[START Data for this exercise]

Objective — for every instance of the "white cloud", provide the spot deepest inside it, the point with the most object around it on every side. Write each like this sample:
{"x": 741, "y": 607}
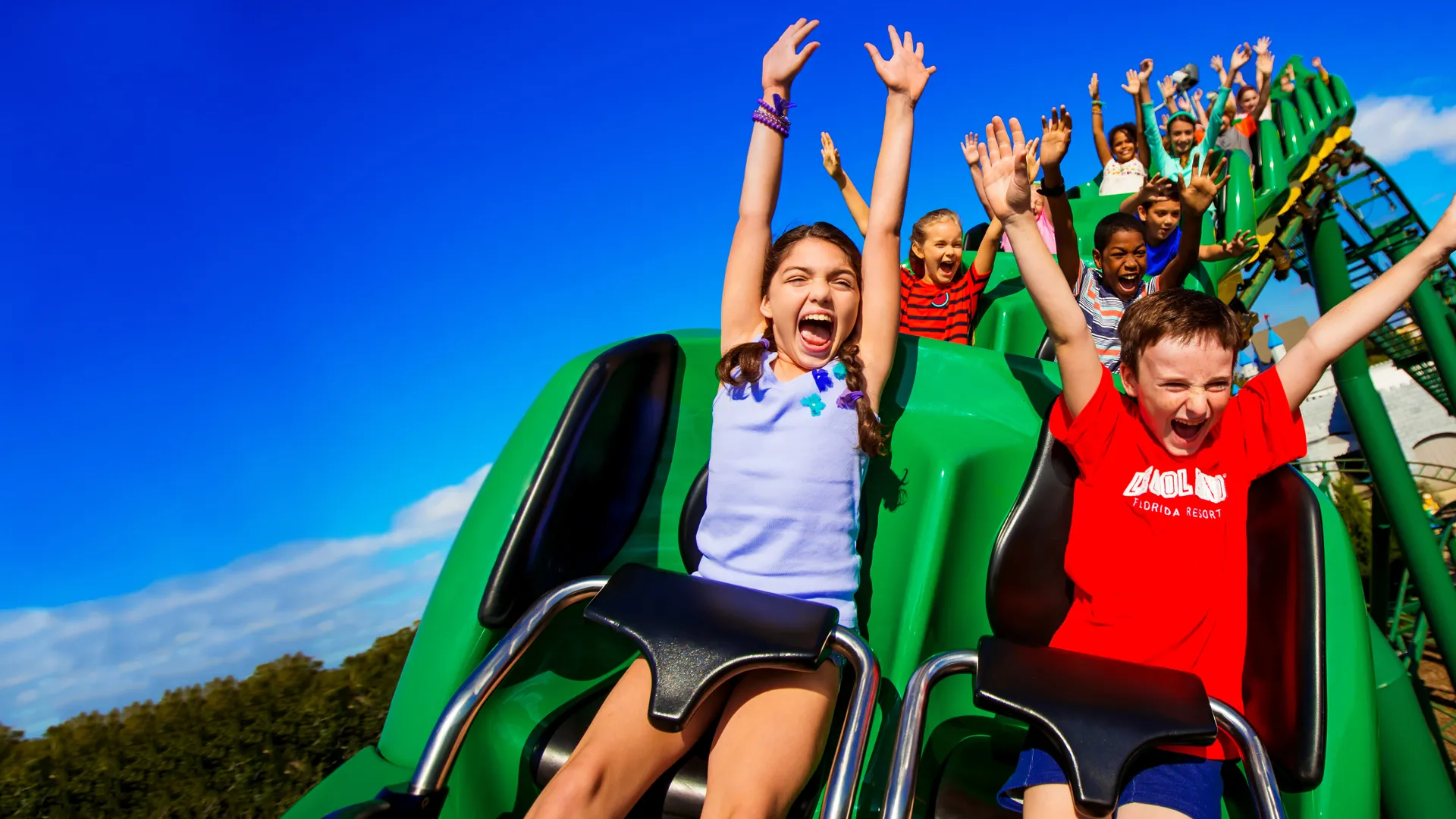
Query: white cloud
{"x": 325, "y": 598}
{"x": 1395, "y": 127}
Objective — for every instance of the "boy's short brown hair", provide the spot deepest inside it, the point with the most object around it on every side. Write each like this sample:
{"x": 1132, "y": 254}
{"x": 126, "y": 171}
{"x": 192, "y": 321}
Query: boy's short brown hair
{"x": 1183, "y": 315}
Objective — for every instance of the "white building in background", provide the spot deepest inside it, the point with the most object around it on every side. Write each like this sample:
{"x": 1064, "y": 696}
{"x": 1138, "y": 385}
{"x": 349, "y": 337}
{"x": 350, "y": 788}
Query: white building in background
{"x": 1426, "y": 431}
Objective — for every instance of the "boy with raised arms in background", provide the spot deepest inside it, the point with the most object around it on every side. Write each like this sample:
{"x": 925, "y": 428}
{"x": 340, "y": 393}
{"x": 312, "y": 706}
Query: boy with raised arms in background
{"x": 1119, "y": 270}
{"x": 1168, "y": 468}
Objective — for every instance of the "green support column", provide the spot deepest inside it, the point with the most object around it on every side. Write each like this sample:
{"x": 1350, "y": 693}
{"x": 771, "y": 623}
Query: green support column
{"x": 1430, "y": 314}
{"x": 1381, "y": 447}
{"x": 1413, "y": 774}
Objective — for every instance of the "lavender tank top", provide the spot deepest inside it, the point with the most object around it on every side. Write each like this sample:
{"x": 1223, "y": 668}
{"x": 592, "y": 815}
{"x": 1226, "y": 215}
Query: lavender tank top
{"x": 783, "y": 483}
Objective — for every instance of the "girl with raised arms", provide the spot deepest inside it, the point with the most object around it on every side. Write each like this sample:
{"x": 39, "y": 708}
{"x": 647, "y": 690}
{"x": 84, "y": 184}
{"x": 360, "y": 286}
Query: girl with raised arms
{"x": 808, "y": 335}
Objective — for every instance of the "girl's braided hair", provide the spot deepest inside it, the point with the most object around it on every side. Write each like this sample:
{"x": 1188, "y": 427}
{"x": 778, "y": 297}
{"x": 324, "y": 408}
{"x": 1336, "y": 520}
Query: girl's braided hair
{"x": 743, "y": 365}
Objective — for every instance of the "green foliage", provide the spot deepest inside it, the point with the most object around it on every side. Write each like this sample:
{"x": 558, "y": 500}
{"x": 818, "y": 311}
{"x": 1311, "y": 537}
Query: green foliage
{"x": 228, "y": 748}
{"x": 1354, "y": 512}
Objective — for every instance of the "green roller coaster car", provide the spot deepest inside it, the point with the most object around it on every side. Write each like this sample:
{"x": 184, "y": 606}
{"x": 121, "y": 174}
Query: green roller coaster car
{"x": 598, "y": 477}
{"x": 962, "y": 580}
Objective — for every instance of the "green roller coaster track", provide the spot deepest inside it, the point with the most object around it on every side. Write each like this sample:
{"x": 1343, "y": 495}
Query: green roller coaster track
{"x": 965, "y": 423}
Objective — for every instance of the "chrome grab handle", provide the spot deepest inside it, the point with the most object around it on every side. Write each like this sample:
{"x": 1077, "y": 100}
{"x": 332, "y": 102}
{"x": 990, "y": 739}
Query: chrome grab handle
{"x": 444, "y": 741}
{"x": 849, "y": 755}
{"x": 1257, "y": 760}
{"x": 906, "y": 760}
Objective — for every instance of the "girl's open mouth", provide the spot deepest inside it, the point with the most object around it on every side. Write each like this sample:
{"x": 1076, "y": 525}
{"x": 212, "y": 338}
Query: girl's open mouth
{"x": 1187, "y": 433}
{"x": 817, "y": 333}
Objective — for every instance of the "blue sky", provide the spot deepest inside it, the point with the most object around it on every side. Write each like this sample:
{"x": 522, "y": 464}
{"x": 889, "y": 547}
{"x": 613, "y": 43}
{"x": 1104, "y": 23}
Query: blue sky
{"x": 274, "y": 276}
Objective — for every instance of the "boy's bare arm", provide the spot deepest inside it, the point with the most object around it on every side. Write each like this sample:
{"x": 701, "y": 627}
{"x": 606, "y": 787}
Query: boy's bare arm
{"x": 1006, "y": 190}
{"x": 1196, "y": 199}
{"x": 1354, "y": 318}
{"x": 1056, "y": 139}
{"x": 1104, "y": 153}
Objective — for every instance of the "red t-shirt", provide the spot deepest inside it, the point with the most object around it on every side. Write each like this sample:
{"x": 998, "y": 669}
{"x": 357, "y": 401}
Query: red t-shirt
{"x": 1158, "y": 551}
{"x": 940, "y": 312}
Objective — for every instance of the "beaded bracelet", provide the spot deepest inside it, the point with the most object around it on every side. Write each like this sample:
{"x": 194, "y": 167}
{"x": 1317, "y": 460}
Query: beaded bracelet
{"x": 775, "y": 115}
{"x": 774, "y": 124}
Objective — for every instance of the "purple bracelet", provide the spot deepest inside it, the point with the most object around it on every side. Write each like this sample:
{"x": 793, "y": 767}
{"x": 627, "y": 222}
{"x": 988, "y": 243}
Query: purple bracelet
{"x": 780, "y": 108}
{"x": 774, "y": 126}
{"x": 775, "y": 115}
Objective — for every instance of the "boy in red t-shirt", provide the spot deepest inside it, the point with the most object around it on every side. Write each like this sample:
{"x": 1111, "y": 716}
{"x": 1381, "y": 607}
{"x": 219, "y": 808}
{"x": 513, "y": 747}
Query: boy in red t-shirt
{"x": 1158, "y": 551}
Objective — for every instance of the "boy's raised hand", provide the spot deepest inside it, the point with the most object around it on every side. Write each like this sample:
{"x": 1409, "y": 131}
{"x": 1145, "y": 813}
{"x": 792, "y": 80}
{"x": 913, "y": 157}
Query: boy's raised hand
{"x": 1203, "y": 186}
{"x": 1003, "y": 183}
{"x": 1264, "y": 63}
{"x": 905, "y": 74}
{"x": 830, "y": 155}
{"x": 1056, "y": 137}
{"x": 783, "y": 63}
{"x": 1239, "y": 243}
{"x": 1134, "y": 82}
{"x": 1239, "y": 58}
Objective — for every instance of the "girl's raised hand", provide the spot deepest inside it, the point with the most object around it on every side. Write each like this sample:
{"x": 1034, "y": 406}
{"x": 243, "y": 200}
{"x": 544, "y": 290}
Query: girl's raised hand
{"x": 1056, "y": 137}
{"x": 970, "y": 146}
{"x": 905, "y": 74}
{"x": 783, "y": 63}
{"x": 1203, "y": 186}
{"x": 830, "y": 155}
{"x": 1264, "y": 63}
{"x": 1003, "y": 183}
{"x": 1134, "y": 82}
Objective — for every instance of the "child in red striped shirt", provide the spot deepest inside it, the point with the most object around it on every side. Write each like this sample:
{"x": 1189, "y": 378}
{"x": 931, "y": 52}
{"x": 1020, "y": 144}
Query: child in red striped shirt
{"x": 941, "y": 284}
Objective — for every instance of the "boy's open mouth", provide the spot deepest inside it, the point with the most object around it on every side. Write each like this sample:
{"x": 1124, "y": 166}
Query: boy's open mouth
{"x": 817, "y": 333}
{"x": 1187, "y": 433}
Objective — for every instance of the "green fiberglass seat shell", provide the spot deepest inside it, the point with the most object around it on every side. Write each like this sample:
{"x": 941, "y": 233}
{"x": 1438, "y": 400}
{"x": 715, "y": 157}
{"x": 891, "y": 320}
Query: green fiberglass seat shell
{"x": 965, "y": 425}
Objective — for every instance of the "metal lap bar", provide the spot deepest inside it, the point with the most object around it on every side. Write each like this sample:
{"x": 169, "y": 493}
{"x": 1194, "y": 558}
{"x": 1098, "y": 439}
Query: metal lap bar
{"x": 1257, "y": 760}
{"x": 444, "y": 741}
{"x": 906, "y": 761}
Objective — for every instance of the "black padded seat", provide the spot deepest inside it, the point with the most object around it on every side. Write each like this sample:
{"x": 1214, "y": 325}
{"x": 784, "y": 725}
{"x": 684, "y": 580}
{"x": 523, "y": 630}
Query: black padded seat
{"x": 696, "y": 632}
{"x": 1027, "y": 591}
{"x": 1028, "y": 595}
{"x": 693, "y": 507}
{"x": 593, "y": 480}
{"x": 1097, "y": 713}
{"x": 707, "y": 632}
{"x": 1285, "y": 695}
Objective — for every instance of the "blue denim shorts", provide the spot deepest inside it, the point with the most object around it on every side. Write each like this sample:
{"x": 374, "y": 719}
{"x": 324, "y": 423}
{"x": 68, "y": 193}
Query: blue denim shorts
{"x": 1188, "y": 784}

[END Data for this exercise]

Report every line of the items above that contains the word "metal".

> **Task solution**
Objective — for every instance of the "metal lap bar", provide the spot deepest inside it, the point with the most object around it on every side. Write each like this sample:
Query: metal lap bar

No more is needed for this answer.